Contour annotation records |
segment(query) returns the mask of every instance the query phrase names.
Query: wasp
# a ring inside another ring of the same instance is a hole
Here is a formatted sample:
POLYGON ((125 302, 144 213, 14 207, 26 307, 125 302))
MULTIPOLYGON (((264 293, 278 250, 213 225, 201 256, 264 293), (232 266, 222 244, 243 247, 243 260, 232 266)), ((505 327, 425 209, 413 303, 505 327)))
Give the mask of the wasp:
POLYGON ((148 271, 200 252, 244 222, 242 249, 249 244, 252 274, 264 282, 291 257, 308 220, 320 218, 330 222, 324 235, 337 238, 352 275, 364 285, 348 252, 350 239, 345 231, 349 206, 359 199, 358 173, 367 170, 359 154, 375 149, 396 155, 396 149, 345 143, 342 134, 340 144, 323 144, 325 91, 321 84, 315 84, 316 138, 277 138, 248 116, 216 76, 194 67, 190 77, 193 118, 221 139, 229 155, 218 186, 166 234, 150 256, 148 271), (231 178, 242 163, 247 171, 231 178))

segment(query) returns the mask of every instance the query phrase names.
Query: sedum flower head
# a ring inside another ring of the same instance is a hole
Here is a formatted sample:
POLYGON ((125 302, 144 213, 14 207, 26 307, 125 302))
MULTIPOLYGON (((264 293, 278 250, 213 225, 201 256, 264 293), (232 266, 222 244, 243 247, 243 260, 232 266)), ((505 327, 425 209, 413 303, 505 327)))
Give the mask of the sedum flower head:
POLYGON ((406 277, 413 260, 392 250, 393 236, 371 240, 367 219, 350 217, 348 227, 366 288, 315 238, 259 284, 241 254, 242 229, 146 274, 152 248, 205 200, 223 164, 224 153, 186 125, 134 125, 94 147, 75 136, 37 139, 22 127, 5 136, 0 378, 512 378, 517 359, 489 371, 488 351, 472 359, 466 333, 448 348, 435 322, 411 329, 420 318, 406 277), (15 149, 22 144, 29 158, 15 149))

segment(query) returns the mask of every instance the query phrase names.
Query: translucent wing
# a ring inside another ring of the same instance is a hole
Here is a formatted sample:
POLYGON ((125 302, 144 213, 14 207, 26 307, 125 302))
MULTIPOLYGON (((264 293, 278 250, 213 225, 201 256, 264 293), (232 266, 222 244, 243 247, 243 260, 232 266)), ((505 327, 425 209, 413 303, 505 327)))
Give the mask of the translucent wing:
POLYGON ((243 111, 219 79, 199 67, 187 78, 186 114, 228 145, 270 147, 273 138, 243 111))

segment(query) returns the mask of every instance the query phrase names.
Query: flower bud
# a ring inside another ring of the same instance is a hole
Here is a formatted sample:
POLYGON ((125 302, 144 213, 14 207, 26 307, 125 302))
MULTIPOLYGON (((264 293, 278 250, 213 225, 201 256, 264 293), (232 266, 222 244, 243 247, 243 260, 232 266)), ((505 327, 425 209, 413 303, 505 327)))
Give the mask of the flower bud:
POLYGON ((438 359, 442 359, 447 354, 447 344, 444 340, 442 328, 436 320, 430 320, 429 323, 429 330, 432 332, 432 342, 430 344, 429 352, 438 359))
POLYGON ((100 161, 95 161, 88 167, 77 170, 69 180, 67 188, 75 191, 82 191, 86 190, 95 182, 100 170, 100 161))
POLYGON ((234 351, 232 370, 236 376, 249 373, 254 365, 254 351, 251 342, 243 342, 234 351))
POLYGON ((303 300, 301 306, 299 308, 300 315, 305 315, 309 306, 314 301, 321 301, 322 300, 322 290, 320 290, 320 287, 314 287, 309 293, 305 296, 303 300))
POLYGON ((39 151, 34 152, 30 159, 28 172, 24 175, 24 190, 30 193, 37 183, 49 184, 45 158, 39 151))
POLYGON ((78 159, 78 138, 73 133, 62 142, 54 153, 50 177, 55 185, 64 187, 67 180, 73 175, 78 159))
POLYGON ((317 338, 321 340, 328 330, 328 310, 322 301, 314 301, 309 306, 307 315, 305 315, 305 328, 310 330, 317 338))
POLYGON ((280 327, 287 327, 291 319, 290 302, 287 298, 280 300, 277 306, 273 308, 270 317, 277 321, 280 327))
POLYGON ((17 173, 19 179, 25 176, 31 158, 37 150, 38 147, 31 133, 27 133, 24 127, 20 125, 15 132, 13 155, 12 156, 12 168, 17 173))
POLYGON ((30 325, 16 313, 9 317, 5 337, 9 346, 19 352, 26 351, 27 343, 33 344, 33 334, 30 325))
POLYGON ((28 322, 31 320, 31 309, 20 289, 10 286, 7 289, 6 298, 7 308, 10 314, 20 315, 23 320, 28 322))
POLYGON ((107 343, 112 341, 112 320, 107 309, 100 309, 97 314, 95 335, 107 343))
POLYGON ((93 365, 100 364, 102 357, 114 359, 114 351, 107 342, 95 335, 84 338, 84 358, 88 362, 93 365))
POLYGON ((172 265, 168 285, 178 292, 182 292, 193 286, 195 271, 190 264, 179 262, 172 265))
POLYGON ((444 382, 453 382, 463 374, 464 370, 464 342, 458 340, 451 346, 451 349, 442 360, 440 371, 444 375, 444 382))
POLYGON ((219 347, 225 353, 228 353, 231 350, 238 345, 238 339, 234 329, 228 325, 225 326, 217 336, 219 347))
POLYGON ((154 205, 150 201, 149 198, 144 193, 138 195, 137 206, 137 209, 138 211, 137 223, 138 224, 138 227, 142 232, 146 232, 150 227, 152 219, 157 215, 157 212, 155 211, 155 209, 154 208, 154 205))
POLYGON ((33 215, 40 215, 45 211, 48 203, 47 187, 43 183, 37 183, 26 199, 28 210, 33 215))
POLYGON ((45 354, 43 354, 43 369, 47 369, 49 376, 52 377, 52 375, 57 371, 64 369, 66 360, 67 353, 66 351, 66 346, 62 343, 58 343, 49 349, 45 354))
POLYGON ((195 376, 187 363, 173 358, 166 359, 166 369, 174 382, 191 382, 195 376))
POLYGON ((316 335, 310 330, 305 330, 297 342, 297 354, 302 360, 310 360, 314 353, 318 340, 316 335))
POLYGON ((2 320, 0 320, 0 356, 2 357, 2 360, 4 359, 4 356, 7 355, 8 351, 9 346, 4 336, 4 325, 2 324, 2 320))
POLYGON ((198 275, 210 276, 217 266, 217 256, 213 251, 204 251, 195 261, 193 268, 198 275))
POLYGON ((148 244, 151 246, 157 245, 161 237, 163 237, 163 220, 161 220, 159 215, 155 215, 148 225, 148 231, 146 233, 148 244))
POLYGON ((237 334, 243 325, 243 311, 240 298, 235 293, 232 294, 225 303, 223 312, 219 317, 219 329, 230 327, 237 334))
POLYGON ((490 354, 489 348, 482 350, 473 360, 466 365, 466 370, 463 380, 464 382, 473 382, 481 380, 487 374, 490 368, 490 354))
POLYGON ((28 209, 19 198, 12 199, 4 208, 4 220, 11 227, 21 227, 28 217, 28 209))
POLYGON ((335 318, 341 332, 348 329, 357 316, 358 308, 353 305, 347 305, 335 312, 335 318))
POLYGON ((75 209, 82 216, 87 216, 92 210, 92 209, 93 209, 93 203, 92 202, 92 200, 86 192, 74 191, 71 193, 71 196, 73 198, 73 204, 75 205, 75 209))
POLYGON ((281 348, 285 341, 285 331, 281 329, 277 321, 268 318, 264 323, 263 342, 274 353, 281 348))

What is expected | Render the rows from the very first line through the line containing "POLYGON ((148 271, 200" as a JSON list of strings. Use one string per line and leave out blank lines.

Solution for this task |
[
  "segment(query) returns the mask of every instance the query phrase names.",
  "Query: wasp",
  "# a ring inside another ring of the same instance is a hole",
  "Here is a formatted sample:",
  "POLYGON ((125 302, 144 213, 14 207, 26 307, 125 302))",
  "MULTIPOLYGON (((264 293, 278 250, 213 225, 201 256, 264 293), (232 266, 222 244, 243 247, 243 260, 232 266)), ((505 327, 425 209, 413 303, 505 327)))",
  "Give the mask of the wasp:",
  "POLYGON ((148 271, 200 252, 244 222, 242 249, 249 244, 252 274, 264 282, 291 257, 308 220, 320 218, 330 222, 324 235, 337 238, 352 275, 364 285, 348 252, 350 239, 345 231, 349 206, 359 199, 358 173, 367 170, 359 154, 375 149, 396 155, 396 149, 345 143, 342 134, 340 144, 323 144, 325 91, 321 84, 315 84, 316 138, 277 138, 248 116, 216 76, 194 67, 190 77, 193 118, 221 139, 229 155, 218 186, 166 234, 150 256, 148 271), (231 178, 242 163, 247 171, 231 178))"
]